## Begin Text excerpt
I’ve struggled myself at times with my ideas of what is tolerable and what is not. How much do I tolerate and when do I not tolerate? It’s an important issue in our lives. Our tolerance affects our relationships both close and far.

Is it not true that whatever God tolerates, I should tolerate also? And what He doesn’t tolerate, should I not tolerate? I believe this is true, however, I also need to remember that God sees the inner man and I do not. The only inner man I see is my own. Therefore, God can judge the heart of others justly and I cannot.

So when dealing with the heart, I cannot judge. That’s why we find scripture such as this…

Romans 2:
1You, therefore, have no excuse, you who pass judgment on someone else, for at whatever point you judge the other, you are condemning yourself, because you who pass judgment do the same things. 2Now we know that God's judgment against those who do such things is based on truth. 3So when you, a mere man, pass judgment on them and yet do the same things, do you think you will escape God's judgment? 4Or do you show contempt for the riches of his kindness, tolerance and patience, not realizing that God's kindness leads you toward repentance?

Some may argue with me that this should assure us that we should tolerate all people. Some would say that we can’t judge others and therefore must tolerate all things. But I don’t completely buy that. What God’s word says is that we cannot judge the heart. There are many other scriptures that take an extremely judgmental view…

Revelation 2:
2I know your deeds, your hard work and your perseverance. I know that you cannot tolerate wicked men, that you have tested those who claim to be apostles but are not, and have found them false. 3You have persevered and have endured hardships for my name, and have not grown weary.

There are situations when people are not to be tolerated and God finds that honorable.

So what’s the difference and how should I define my tolerance of others? What do I tolerate and what do I not tolerate?

I believe it comes down to a simple solution. I believe it is a godly solution for God is both tolerant and intolerant. Here is how I view God’s tolerance and this is the model I believe we should use likewise:

I should tolerate everyone’s heart. I should not tolerate everyone’s ideas.

God sees us as clay, as changeable, moldable. But ideas are constant, unchangeable. Ideas are either truth or not truth. People’s hearts can believe in something false and later discover truth.
## End Text excerpt
## Begin Supplied information
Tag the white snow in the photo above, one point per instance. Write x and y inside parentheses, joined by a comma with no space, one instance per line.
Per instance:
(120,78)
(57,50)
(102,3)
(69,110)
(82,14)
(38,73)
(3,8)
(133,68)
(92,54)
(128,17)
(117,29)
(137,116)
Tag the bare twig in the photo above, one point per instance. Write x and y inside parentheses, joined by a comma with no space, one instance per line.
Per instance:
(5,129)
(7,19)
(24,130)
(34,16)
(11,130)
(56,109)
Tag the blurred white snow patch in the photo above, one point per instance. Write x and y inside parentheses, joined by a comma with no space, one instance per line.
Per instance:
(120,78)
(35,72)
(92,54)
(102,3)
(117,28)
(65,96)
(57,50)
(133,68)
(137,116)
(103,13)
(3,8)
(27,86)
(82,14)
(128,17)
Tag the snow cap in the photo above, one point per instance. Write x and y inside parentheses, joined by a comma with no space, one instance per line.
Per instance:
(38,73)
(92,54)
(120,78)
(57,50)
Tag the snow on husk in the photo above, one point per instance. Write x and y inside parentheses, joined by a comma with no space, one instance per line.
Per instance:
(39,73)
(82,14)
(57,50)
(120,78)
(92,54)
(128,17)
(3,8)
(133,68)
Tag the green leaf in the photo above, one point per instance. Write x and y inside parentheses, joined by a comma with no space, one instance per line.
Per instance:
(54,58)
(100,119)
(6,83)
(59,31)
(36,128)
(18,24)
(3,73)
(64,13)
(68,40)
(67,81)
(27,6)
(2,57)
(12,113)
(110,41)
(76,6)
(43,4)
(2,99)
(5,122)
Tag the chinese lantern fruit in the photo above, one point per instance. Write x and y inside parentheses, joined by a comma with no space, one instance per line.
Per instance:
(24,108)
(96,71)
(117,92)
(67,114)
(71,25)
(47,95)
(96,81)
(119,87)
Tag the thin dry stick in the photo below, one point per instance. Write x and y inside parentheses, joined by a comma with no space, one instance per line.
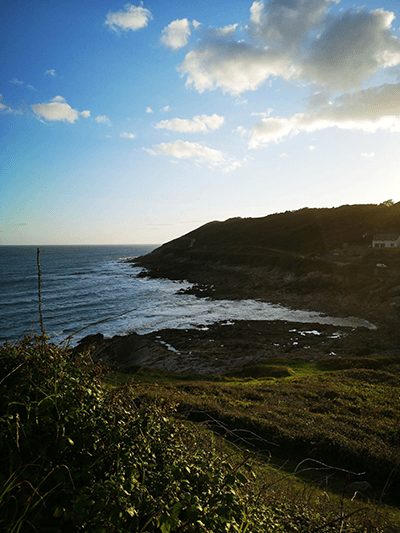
## End Supplied information
Reproduce the tolerance passage word for word between "There are situations" and "later discover truth.", inclusive. Work only from the tolerance passage.

There are situations when people are not to be tolerated and God finds that honorable.

So what’s the difference and how should I define my tolerance of others? What do I tolerate and what do I not tolerate?

I believe it comes down to a simple solution. I believe it is a godly solution for God is both tolerant and intolerant. Here is how I view God’s tolerance and this is the model I believe we should use likewise:

I should tolerate everyone’s heart. I should not tolerate everyone’s ideas.

God sees us as clay, as changeable, moldable. But ideas are constant, unchangeable. Ideas are either truth or not truth. People’s hearts can believe in something false and later discover truth.